(DATA IN THIS EXERCISE begins)
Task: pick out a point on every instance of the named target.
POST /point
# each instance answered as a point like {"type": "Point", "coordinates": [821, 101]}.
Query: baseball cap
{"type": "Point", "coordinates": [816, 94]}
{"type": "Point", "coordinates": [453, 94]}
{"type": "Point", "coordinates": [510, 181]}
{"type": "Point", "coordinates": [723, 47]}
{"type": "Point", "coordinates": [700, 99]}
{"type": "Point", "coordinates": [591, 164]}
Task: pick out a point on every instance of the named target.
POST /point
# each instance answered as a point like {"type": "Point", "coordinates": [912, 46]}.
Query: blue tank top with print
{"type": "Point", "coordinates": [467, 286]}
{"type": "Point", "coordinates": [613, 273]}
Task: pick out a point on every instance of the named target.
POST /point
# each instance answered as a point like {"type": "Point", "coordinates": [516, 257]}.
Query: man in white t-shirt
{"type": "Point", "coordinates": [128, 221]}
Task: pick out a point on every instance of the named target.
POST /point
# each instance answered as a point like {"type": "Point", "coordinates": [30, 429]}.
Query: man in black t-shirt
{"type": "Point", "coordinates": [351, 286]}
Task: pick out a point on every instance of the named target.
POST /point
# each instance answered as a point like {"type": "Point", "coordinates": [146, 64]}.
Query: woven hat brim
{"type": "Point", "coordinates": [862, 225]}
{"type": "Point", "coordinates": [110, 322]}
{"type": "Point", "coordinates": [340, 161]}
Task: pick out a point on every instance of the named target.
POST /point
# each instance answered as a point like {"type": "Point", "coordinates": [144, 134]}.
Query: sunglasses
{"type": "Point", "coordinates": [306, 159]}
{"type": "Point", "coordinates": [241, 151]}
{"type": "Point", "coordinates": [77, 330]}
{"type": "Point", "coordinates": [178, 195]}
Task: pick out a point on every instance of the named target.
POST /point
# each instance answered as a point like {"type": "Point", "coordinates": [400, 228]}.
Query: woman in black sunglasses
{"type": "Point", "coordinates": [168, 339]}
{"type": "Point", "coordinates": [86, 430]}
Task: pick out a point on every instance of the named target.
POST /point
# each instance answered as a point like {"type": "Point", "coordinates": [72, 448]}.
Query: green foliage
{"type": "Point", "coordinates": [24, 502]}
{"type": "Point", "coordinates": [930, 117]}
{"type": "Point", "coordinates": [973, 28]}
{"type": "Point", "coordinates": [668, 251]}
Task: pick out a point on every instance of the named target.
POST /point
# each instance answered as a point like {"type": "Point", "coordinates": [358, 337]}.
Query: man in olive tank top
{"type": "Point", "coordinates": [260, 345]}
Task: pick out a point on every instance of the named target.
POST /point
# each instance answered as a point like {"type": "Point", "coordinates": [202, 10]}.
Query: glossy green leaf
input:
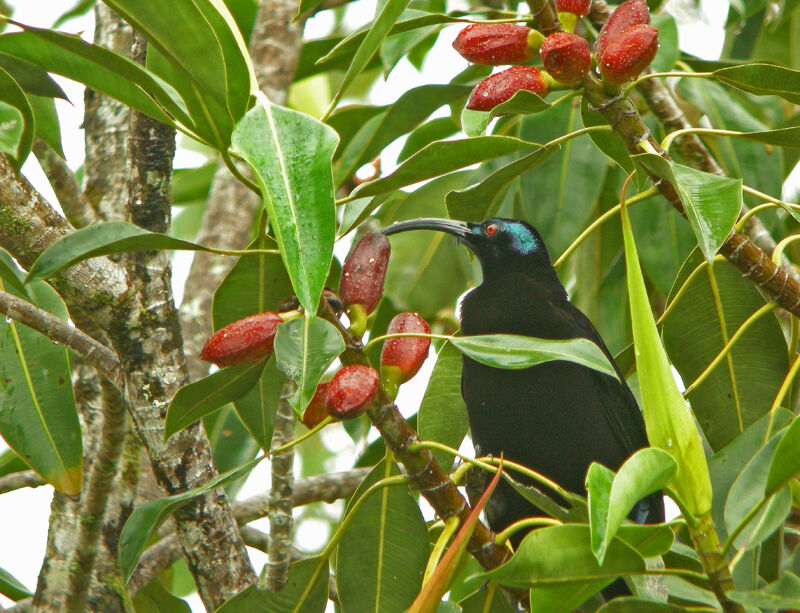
(DATA IN THIS EXERCISE ends)
▶ EXERCISE GOAL:
Transcribe the records verbatim and omit the images.

▶ RESPONSE BOX:
Task: pick out a point on every instance of the named target.
POST /point
# each instance answered as a point like {"type": "Point", "coordinates": [821, 101]}.
Query: baseball cap
{"type": "Point", "coordinates": [816, 94]}
{"type": "Point", "coordinates": [453, 94]}
{"type": "Point", "coordinates": [510, 181]}
{"type": "Point", "coordinates": [723, 47]}
{"type": "Point", "coordinates": [700, 99]}
{"type": "Point", "coordinates": [591, 164]}
Task: pick out a point on every instance of the named target.
POST /point
# each instance answered as a point like {"type": "Point", "coordinates": [912, 46]}.
Query: blue tank top with print
{"type": "Point", "coordinates": [467, 286]}
{"type": "Point", "coordinates": [613, 273]}
Task: pick out a point on every instance of the named target.
POST /point
# each instance answered as a point like {"type": "Point", "coordinates": [516, 257]}.
Query: man in white t-shirt
{"type": "Point", "coordinates": [128, 221]}
Task: pick out a point on every instance of the named target.
POST /point
# each instance answered as a point like {"type": "Point", "coordinates": [30, 429]}.
Query: man in black t-shirt
{"type": "Point", "coordinates": [351, 286]}
Task: pick out a point on every instance of the named target.
POST /point
# each instance answered as a point like {"type": "Point", "coordinates": [146, 64]}.
Query: woven hat brim
{"type": "Point", "coordinates": [862, 225]}
{"type": "Point", "coordinates": [110, 322]}
{"type": "Point", "coordinates": [340, 161]}
Task: pick out a point on every instance of the named target.
POST /point
# each instance answered as a point like {"type": "Point", "coordinates": [144, 134]}.
Query: sunglasses
{"type": "Point", "coordinates": [306, 159]}
{"type": "Point", "coordinates": [241, 151]}
{"type": "Point", "coordinates": [77, 330]}
{"type": "Point", "coordinates": [178, 195]}
Task: pick out a point on every instance of the named target.
POST /point
# each instance answered as a point like {"type": "Point", "coordinates": [400, 228]}.
Query: woman in black sunglasses
{"type": "Point", "coordinates": [168, 339]}
{"type": "Point", "coordinates": [86, 430]}
Task: pick out a point on every instance of the named target.
POST /point
# each instance answered as a point like {"type": "Point", "coordinates": [72, 448]}.
Query: green foliage
{"type": "Point", "coordinates": [24, 502]}
{"type": "Point", "coordinates": [930, 117]}
{"type": "Point", "coordinates": [973, 28]}
{"type": "Point", "coordinates": [668, 251]}
Task: pick out a point on every instance of the named target.
POST /point
# each instance answered as a point like {"type": "Point", "coordinates": [358, 337]}.
Query: man in olive tank top
{"type": "Point", "coordinates": [260, 345]}
Task: pick out a point on every instance of the named target.
POST /point
# each instance answered as a point like {"type": "Point", "coordinates": [202, 10]}.
Query: glossy green leaf
input:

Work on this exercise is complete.